» Your assignment: Transcribe every entry exactly; the images stay out.

» Available data:
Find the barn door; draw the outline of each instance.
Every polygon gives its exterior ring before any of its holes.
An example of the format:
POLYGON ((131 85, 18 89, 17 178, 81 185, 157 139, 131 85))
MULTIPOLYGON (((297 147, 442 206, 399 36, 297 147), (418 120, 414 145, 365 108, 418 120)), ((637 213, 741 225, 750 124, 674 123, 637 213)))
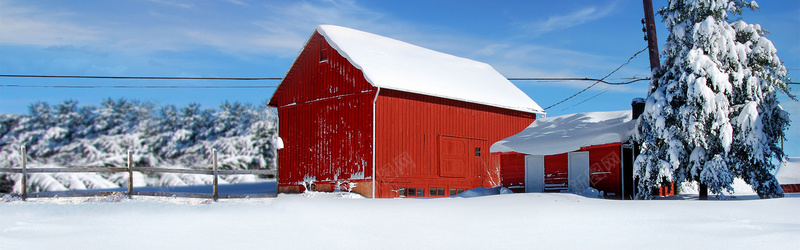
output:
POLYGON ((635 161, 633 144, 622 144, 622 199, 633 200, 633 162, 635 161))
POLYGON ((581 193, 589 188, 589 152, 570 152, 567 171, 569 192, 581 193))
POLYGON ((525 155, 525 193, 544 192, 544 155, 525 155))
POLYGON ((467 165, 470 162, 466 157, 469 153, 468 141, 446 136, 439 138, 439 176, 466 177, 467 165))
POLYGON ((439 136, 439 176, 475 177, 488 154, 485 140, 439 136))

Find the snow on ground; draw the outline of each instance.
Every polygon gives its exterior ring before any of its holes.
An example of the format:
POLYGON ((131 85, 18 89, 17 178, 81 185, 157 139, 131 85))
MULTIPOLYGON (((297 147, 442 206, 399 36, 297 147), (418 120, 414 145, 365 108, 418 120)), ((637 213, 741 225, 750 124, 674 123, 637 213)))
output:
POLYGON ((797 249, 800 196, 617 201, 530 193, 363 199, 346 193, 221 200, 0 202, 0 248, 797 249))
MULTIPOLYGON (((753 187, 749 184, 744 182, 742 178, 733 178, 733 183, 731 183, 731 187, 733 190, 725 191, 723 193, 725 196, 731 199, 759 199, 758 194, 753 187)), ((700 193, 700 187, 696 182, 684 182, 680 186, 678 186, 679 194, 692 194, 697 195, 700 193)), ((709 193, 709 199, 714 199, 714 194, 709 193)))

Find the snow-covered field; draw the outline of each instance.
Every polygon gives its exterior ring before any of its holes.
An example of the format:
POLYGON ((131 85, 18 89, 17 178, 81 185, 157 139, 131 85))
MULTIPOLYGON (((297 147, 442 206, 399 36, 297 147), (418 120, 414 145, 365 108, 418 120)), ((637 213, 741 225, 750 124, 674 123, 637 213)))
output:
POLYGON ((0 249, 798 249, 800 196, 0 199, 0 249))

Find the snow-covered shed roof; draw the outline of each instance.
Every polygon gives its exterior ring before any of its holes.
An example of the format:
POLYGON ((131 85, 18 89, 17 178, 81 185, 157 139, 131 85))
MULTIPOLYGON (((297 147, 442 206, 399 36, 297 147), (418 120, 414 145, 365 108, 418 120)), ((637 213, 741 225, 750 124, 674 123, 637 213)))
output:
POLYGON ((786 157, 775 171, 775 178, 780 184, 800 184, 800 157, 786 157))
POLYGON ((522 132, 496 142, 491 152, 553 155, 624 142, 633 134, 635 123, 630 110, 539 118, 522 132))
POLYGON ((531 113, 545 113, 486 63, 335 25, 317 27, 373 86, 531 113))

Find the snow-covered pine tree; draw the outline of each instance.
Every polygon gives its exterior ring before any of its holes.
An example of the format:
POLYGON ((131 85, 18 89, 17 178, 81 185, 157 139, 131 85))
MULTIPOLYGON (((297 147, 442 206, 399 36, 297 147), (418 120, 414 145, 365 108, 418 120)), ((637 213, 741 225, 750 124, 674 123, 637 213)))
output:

» Exercise result:
Find the barn door; draw the outline of each instance.
Every polygon gives its exterior ring before any of its holes.
An example of the format:
POLYGON ((131 85, 18 89, 17 178, 81 185, 157 139, 131 85))
MULTIPOLYGON (((297 147, 442 206, 399 36, 297 147), (418 120, 414 145, 365 108, 418 120)), ((637 213, 741 225, 750 124, 674 123, 637 213)))
output:
POLYGON ((635 161, 633 144, 622 144, 622 199, 633 200, 633 162, 635 161))
POLYGON ((581 193, 589 188, 589 152, 570 152, 567 171, 569 192, 581 193))
POLYGON ((525 155, 525 193, 544 192, 544 155, 525 155))
POLYGON ((467 165, 470 162, 466 157, 469 153, 468 141, 446 136, 439 138, 439 176, 466 177, 467 165))
POLYGON ((439 136, 439 176, 475 177, 488 154, 485 140, 439 136))

Find the snow on ground; draw the outline of each instance.
Every polygon gives its exterior ring before any of its holes.
An example of the format:
POLYGON ((131 85, 18 89, 17 178, 81 185, 157 139, 131 85))
MULTIPOLYGON (((297 147, 442 206, 399 36, 297 147), (418 120, 414 145, 365 108, 418 120)), ((637 213, 741 225, 750 124, 674 123, 637 213)))
output:
POLYGON ((797 249, 800 196, 617 201, 530 193, 363 199, 346 193, 221 200, 0 202, 0 248, 797 249))
MULTIPOLYGON (((753 187, 749 184, 744 182, 742 178, 733 178, 733 183, 731 183, 731 187, 733 190, 725 191, 723 193, 725 196, 731 199, 759 199, 758 194, 753 187)), ((700 193, 700 187, 696 182, 684 182, 680 186, 678 186, 679 194, 692 194, 697 195, 700 193)), ((709 193, 709 199, 714 199, 714 194, 709 193)))

Find the snow-covered field; draw the outline of each instance.
Every polygon gives its exterior ring before any of its holes.
An example of the format:
POLYGON ((131 85, 18 89, 17 178, 81 185, 157 139, 131 85))
MULTIPOLYGON (((297 147, 442 206, 399 36, 297 147), (418 120, 414 145, 365 108, 418 120)), ((637 213, 741 225, 750 124, 674 123, 637 213)))
output:
POLYGON ((0 249, 798 249, 800 196, 0 199, 0 249))

Find the snow-covered shed roof; draw the outline of each instance.
Every polygon gives its exterior ring before any of its holes.
An example of the format:
POLYGON ((131 85, 18 89, 17 178, 81 185, 157 139, 131 85))
MULTIPOLYGON (((297 147, 442 206, 399 36, 297 147), (418 120, 414 145, 365 108, 418 120)), ((637 213, 741 225, 750 124, 674 123, 637 213)))
output:
POLYGON ((786 157, 775 171, 775 178, 780 184, 800 184, 800 157, 786 157))
POLYGON ((522 132, 496 142, 491 152, 553 155, 624 142, 633 134, 635 123, 630 110, 539 118, 522 132))
POLYGON ((531 113, 545 113, 486 63, 335 25, 317 27, 373 86, 531 113))

Find the snow-covered pine tree; draw the outline of each instance.
Every polygon gives its exterior ring before any of its holes.
An example of the format:
POLYGON ((131 85, 18 89, 17 178, 81 185, 157 139, 131 85))
MULTIPOLYGON (((297 147, 442 206, 399 36, 297 147), (418 120, 414 145, 365 108, 418 120)), ((637 213, 741 225, 750 124, 674 123, 637 213)))
output:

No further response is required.